Data records

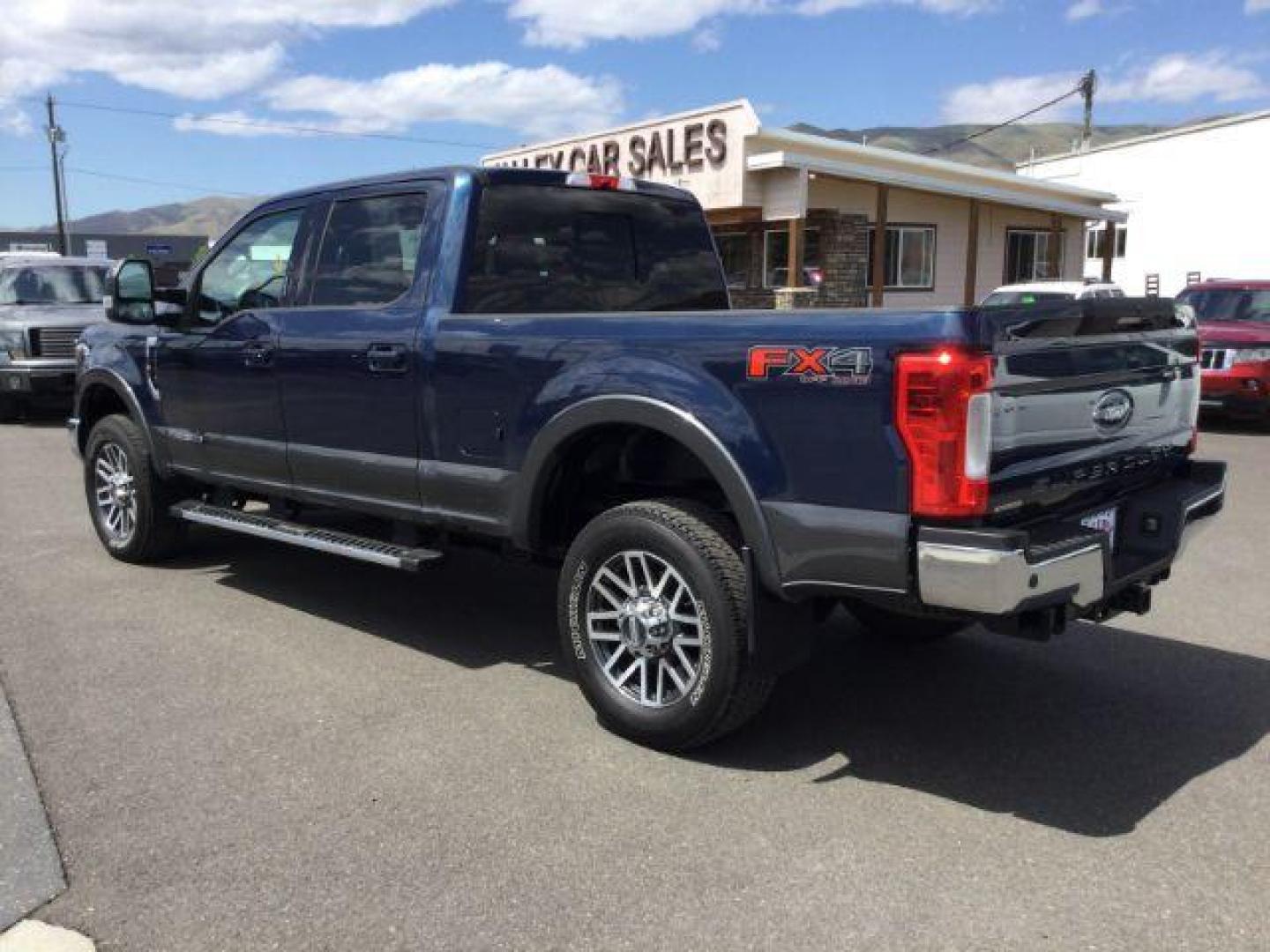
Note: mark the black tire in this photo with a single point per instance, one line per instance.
(725, 691)
(906, 628)
(153, 533)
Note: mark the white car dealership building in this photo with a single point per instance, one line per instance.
(1198, 198)
(791, 210)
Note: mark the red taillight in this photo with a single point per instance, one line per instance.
(944, 415)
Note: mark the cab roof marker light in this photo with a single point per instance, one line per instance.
(589, 179)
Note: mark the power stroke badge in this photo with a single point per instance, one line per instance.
(845, 366)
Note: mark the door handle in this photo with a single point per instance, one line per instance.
(258, 354)
(385, 358)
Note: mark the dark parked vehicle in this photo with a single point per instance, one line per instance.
(545, 361)
(1235, 329)
(45, 302)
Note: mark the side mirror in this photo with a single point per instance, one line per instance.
(130, 292)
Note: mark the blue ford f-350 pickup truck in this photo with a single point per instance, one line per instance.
(546, 361)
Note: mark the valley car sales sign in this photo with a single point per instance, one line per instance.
(703, 150)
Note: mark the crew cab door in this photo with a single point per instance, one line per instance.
(216, 374)
(348, 361)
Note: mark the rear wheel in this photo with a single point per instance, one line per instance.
(907, 628)
(654, 612)
(126, 498)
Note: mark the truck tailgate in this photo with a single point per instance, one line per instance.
(1088, 398)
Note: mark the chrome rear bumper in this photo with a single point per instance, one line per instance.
(1001, 573)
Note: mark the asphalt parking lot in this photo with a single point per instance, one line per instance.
(259, 747)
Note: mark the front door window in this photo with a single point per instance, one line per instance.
(251, 270)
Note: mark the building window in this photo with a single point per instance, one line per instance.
(1095, 242)
(1027, 253)
(776, 257)
(735, 254)
(909, 259)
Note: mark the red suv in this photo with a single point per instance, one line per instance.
(1235, 333)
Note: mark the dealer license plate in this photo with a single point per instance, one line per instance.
(1102, 521)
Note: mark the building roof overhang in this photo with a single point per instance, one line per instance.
(848, 160)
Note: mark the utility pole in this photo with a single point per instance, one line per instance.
(56, 136)
(1087, 86)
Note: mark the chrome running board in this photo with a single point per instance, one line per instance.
(343, 544)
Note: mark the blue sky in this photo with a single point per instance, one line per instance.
(476, 75)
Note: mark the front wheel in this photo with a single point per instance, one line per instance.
(653, 614)
(126, 498)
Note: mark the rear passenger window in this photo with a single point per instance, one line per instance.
(557, 249)
(370, 250)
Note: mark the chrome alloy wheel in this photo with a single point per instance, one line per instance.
(116, 493)
(644, 626)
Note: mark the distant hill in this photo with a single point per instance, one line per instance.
(1001, 149)
(207, 217)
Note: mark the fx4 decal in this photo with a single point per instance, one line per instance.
(811, 365)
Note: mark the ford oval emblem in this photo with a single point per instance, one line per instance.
(1113, 410)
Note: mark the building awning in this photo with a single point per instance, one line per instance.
(848, 160)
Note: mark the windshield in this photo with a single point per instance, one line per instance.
(1229, 305)
(52, 285)
(1002, 299)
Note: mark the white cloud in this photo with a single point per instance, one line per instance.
(707, 40)
(548, 100)
(192, 49)
(1171, 79)
(952, 8)
(1007, 97)
(1185, 78)
(235, 122)
(572, 25)
(1085, 9)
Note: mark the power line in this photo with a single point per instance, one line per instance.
(1077, 89)
(156, 182)
(274, 126)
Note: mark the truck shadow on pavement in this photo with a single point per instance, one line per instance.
(1086, 734)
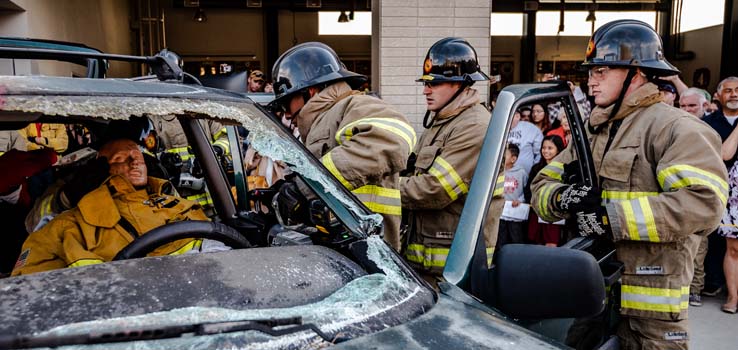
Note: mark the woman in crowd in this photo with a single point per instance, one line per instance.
(539, 117)
(729, 227)
(539, 232)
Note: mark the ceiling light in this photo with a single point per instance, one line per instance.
(591, 17)
(200, 16)
(342, 18)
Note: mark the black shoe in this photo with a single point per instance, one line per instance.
(712, 291)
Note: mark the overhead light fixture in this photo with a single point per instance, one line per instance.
(342, 18)
(200, 16)
(591, 17)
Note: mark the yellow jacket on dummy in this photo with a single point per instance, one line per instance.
(92, 232)
(52, 135)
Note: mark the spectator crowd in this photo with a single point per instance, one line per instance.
(539, 132)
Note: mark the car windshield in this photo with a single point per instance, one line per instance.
(355, 286)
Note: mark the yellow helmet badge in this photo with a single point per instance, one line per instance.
(427, 65)
(590, 49)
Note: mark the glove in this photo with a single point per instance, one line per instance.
(292, 204)
(89, 177)
(595, 223)
(578, 197)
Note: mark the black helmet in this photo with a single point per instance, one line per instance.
(451, 60)
(628, 43)
(309, 64)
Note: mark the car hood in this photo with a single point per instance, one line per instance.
(321, 286)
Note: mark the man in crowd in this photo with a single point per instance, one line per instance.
(363, 141)
(528, 138)
(256, 81)
(446, 156)
(654, 163)
(724, 122)
(128, 204)
(693, 101)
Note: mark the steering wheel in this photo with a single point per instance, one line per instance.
(171, 232)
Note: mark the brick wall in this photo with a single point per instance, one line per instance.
(405, 29)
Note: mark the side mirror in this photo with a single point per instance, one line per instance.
(537, 282)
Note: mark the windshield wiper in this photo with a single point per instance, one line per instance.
(290, 324)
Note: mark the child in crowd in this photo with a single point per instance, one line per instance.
(538, 232)
(511, 228)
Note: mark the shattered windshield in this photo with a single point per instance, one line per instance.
(35, 95)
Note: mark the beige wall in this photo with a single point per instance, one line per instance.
(100, 24)
(706, 44)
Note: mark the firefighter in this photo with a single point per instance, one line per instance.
(363, 141)
(662, 184)
(435, 191)
(126, 205)
(166, 135)
(11, 139)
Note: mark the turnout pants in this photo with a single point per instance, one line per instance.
(643, 333)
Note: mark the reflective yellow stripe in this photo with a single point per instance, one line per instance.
(609, 196)
(554, 170)
(682, 175)
(427, 256)
(194, 244)
(224, 145)
(449, 178)
(544, 200)
(654, 299)
(85, 262)
(490, 255)
(203, 199)
(221, 132)
(499, 186)
(385, 200)
(327, 161)
(46, 206)
(639, 219)
(397, 127)
(184, 152)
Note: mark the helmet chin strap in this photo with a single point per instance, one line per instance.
(427, 123)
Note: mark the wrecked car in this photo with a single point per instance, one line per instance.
(330, 281)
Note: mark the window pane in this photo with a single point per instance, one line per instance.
(698, 14)
(506, 24)
(328, 23)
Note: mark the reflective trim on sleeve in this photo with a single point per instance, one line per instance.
(224, 145)
(85, 262)
(194, 244)
(221, 132)
(654, 299)
(544, 200)
(379, 199)
(499, 186)
(640, 223)
(203, 199)
(327, 161)
(682, 175)
(184, 152)
(397, 127)
(490, 255)
(427, 256)
(554, 170)
(449, 178)
(609, 196)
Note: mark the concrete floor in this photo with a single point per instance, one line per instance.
(710, 328)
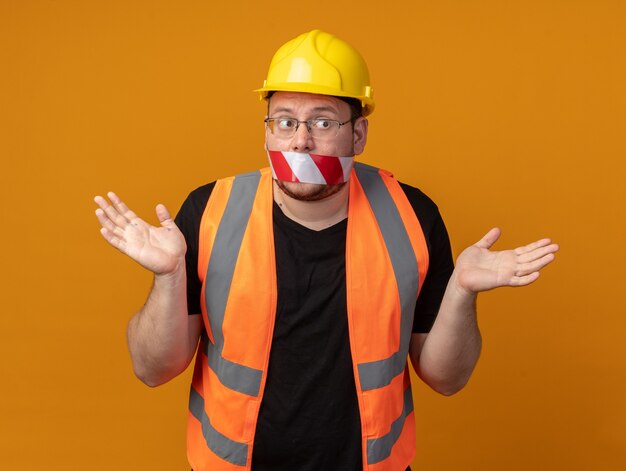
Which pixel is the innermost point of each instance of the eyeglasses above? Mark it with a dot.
(319, 128)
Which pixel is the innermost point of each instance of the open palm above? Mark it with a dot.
(480, 269)
(159, 249)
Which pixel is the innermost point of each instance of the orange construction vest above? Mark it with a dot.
(386, 262)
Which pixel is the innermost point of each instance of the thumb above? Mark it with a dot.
(488, 239)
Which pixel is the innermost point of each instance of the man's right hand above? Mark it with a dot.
(159, 249)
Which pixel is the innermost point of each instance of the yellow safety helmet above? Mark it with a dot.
(319, 62)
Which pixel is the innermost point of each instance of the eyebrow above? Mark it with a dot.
(317, 109)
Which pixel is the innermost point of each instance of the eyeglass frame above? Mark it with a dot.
(308, 124)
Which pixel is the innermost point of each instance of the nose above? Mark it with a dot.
(302, 140)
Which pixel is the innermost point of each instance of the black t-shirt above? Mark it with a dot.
(309, 406)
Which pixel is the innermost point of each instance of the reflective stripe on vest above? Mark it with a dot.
(379, 373)
(233, 230)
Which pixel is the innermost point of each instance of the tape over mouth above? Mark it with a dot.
(301, 167)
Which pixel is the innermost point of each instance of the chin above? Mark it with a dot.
(308, 191)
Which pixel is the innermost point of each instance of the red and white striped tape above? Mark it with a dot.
(310, 168)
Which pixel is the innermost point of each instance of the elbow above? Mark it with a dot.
(154, 377)
(449, 388)
(150, 380)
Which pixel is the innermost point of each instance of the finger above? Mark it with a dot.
(100, 201)
(537, 253)
(489, 239)
(112, 239)
(535, 265)
(164, 215)
(532, 246)
(121, 206)
(104, 220)
(525, 279)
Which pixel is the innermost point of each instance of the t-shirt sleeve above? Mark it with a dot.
(188, 221)
(440, 265)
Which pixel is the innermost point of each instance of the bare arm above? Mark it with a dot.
(162, 337)
(446, 357)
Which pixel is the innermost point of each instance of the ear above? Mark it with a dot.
(359, 135)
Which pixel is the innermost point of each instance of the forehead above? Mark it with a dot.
(307, 102)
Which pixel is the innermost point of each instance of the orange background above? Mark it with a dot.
(505, 113)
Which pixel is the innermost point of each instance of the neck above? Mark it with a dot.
(315, 215)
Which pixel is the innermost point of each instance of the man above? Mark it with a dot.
(305, 287)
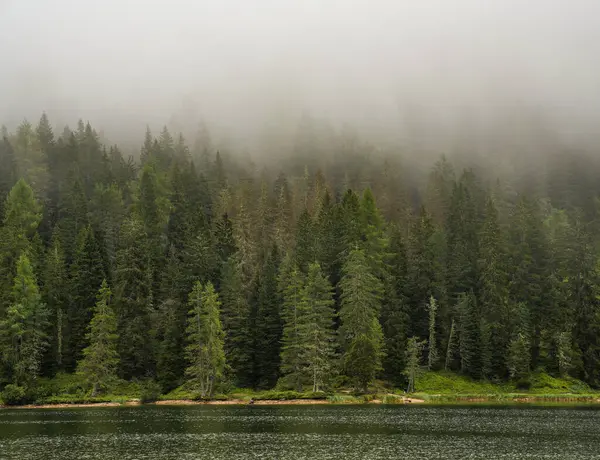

Required work
Your copy must hold exactly the lines from the one with "sleeve above? Mark it with a dot." to the end of the records above, both included, and no pictures.

Reply to the task
Which pixel is the innermost point of each instance of the t-shirt sleeve above? Mark it with a dot.
(188, 221)
(440, 265)
Which pixel is the innermost point of each instance of the bare arm above? Mark it with a dot.
(162, 337)
(446, 357)
Which pixel is the innermost point of each instance of the ear above? Mark it with a dot.
(359, 135)
Which pixel is the innermost point of each instance of the forehead above? Mark it with a dot.
(307, 102)
Which pixel is the innermost point of each instance of the orange background above? Mark it with a dot.
(505, 113)
Which pixel is the innermost point of each instance of the neck above? Mark it with a dot.
(315, 215)
Which pixel is the innermost point of each instance of the man above? Mark it with a dot.
(305, 287)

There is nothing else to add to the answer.